# Gunsmith



## jshbuckeye (Feb 27, 2005)

Looking for a top notch gun smith, my SxS Charles Daly 500 has developed a little glitch when I break it open. I prefer central to east central ohio out to Zanesville wold be ok but Columbus would be best. It has been an outstanding gun and want it done by a professional to say the least.


----------



## F1504X4 (Mar 23, 2008)

Whitetail gunsmithing in loudonville. Highly recommended but some LE guys that are serious shooters as well. 


Posted using Outdoor Hub Campfire


----------



## Dovans (Nov 15, 2011)

Dave Mathias
740-468-3459

Pleasantville Rd...


----------



## ski (May 13, 2004)

There is a new shop on 23north about 1 mile south of camp Lazarus or About a mile south of Cheshire rd (which crosses alum creek). I have not been in there yet, but it might be worth a look or research.
Ski


Posted using Outdoor Hub Campfire


----------



## Shortdrift (Apr 5, 2004)

You cannot find a better gunsmith than Whitetail in Loudonville. He repaired my 60+ year old Ithaca when no one else could.

# Actions to take
1. In the gunsmith thread, which make and model of side-by-side shotgun does jshbuckeye want repaired?
2. Retype the gunsmith thread between "Pleasantville Rd..." and "look or research.", inclusive.
3. Carry the gunsmith thread forward from the point where its text stops.
The entries that come after this are separate material, not part of the gunsmith thread.

# Given data
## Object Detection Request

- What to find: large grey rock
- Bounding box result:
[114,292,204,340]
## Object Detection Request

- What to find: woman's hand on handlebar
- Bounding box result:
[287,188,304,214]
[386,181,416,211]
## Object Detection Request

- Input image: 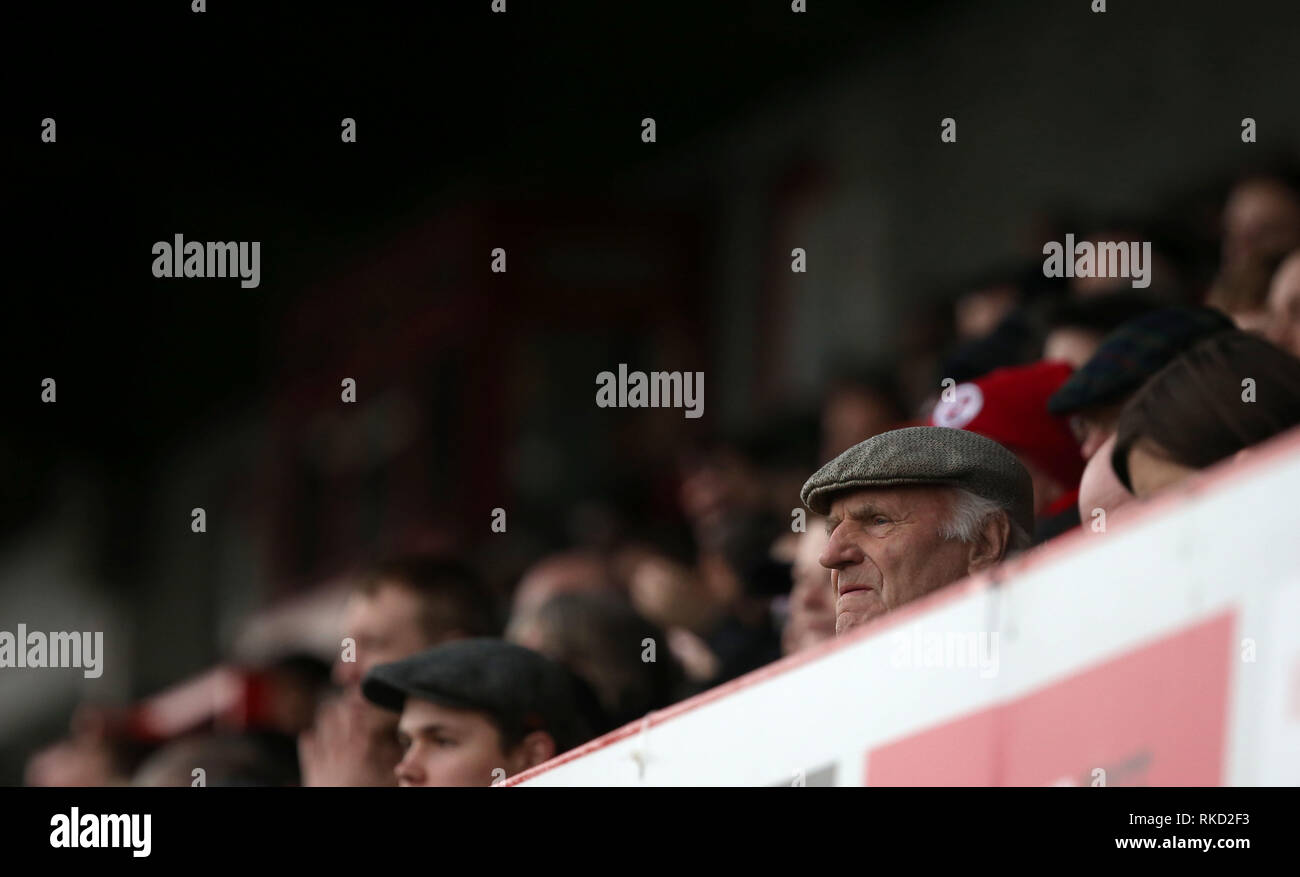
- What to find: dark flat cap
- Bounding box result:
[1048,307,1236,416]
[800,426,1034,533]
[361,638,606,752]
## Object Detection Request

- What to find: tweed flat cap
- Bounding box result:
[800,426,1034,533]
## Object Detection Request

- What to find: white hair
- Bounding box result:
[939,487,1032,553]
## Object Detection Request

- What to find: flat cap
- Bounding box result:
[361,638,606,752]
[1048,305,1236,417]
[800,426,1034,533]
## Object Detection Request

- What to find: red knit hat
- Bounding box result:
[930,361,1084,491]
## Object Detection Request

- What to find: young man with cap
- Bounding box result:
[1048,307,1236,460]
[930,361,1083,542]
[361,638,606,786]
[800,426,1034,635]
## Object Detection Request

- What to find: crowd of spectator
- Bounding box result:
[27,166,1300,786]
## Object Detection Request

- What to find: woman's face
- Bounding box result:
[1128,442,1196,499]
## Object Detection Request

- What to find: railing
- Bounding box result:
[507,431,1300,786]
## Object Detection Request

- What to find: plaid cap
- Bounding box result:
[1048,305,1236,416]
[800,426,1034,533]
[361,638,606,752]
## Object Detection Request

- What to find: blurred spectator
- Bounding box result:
* * *
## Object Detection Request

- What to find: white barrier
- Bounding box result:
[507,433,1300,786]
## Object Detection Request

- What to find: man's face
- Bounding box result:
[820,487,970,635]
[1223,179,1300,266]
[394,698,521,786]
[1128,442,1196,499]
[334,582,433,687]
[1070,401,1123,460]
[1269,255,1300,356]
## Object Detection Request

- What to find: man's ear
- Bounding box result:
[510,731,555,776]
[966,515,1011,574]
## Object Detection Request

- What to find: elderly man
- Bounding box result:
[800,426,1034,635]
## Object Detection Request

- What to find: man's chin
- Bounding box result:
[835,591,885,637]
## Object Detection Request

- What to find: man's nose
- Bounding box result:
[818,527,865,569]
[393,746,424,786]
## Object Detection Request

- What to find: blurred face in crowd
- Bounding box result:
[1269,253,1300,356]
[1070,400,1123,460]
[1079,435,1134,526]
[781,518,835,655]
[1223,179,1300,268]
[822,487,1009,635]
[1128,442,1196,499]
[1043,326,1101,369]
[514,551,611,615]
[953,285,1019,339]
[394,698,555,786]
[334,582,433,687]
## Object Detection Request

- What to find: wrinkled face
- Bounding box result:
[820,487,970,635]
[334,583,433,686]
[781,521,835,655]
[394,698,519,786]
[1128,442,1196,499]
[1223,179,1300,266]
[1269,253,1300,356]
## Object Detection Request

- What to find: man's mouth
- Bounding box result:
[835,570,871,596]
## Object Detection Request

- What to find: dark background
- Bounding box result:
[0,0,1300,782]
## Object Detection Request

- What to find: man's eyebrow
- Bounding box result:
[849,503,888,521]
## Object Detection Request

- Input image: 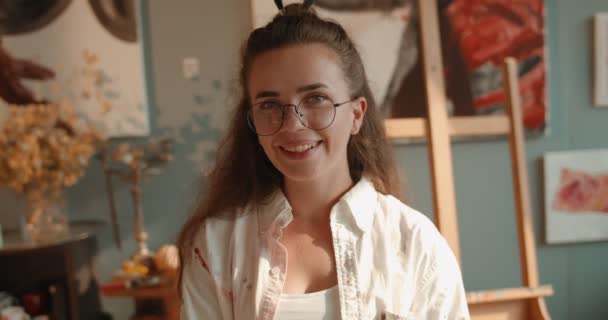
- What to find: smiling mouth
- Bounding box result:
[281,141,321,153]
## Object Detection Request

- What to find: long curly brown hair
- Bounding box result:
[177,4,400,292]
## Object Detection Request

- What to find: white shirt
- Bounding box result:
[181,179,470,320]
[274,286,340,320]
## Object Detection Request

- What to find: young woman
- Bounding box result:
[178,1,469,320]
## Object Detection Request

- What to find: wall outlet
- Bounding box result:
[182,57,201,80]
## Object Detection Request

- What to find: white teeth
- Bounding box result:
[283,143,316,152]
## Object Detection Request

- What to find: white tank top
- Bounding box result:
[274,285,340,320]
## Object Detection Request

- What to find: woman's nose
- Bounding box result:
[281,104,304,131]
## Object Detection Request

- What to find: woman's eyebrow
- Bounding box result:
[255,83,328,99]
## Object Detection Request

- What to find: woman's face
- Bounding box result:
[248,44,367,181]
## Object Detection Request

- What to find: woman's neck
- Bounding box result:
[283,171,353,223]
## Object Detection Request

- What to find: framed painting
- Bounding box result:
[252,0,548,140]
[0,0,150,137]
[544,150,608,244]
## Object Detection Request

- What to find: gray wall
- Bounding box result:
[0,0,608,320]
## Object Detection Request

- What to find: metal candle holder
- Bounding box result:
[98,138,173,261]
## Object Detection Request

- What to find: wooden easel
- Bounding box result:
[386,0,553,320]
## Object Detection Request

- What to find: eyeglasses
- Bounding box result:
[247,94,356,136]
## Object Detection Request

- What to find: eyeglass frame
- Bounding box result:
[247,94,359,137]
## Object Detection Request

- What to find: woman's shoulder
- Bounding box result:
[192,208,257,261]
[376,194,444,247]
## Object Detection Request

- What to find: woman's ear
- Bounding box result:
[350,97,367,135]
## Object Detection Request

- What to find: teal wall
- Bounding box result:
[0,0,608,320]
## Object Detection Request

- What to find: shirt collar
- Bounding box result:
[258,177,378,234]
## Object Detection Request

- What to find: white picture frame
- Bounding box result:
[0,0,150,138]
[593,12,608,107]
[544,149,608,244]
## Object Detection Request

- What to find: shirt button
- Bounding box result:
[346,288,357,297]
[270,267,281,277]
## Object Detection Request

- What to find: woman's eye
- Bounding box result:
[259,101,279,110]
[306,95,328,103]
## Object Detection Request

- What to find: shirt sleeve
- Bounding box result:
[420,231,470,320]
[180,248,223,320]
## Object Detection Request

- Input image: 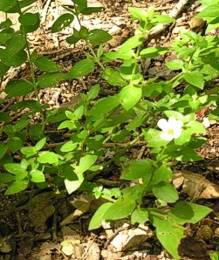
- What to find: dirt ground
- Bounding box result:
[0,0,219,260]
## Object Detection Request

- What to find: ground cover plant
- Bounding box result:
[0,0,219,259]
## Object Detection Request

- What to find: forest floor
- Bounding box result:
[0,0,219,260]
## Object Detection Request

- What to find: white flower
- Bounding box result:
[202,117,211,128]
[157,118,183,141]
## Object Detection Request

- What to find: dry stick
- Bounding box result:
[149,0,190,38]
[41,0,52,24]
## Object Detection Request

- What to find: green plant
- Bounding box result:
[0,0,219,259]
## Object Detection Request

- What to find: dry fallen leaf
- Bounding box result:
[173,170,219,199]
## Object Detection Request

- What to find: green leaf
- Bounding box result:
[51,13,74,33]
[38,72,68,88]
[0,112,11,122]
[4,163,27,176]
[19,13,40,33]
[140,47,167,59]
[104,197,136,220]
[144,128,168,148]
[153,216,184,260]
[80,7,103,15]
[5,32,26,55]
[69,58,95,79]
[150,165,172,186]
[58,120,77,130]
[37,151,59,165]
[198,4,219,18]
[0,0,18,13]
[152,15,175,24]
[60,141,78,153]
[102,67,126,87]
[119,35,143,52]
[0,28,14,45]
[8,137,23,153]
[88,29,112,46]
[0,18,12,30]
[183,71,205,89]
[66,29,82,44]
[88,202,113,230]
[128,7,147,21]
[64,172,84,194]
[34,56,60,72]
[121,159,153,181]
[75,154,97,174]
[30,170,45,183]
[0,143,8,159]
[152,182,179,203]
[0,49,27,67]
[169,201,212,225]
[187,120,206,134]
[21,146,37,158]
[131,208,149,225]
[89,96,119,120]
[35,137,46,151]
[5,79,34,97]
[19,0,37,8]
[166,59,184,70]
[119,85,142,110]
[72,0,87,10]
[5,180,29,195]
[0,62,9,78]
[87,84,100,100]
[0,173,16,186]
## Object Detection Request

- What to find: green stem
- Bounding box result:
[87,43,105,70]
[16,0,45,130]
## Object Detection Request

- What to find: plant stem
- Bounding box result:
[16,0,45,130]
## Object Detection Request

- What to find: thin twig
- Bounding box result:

# Solved tasks
1. A Charles Daly 500.

2.
Pleasantville Rd...


----------



## ski (May 13, 2004)

There is a new shop on 23north about 1 mile south of camp Lazarus or About a mile south of Cheshire rd (which crosses alum creek). I have not been in there yet, but it might be worth a look or research.

3.
----------



## jshbuckeye (Feb 27, 2005)

Thanks guys I will make some phone calls, from what im reading on the web parts for these guns depending on what part it is can be very difficult to get.


----------



## ironman172 (Apr 12, 2009)

might give gun envy a call too....Cooke rd and 71 north (Indianola) ....Clintonville area in Columbus

http://www.gunenvy.com/


----------



## Blue Pike (Apr 24, 2004)

Miroku M500 parts may work in your C. Daly.

http://utting.org/site/inside-your-miroku-m500-shotgun


----------



## M R DUCKS (Feb 20, 2010)

There is a tiny shop on 665 (london-Groveport rd) just east of Hoover rd on the North side of the road....Grove City ... I do not recall the name...........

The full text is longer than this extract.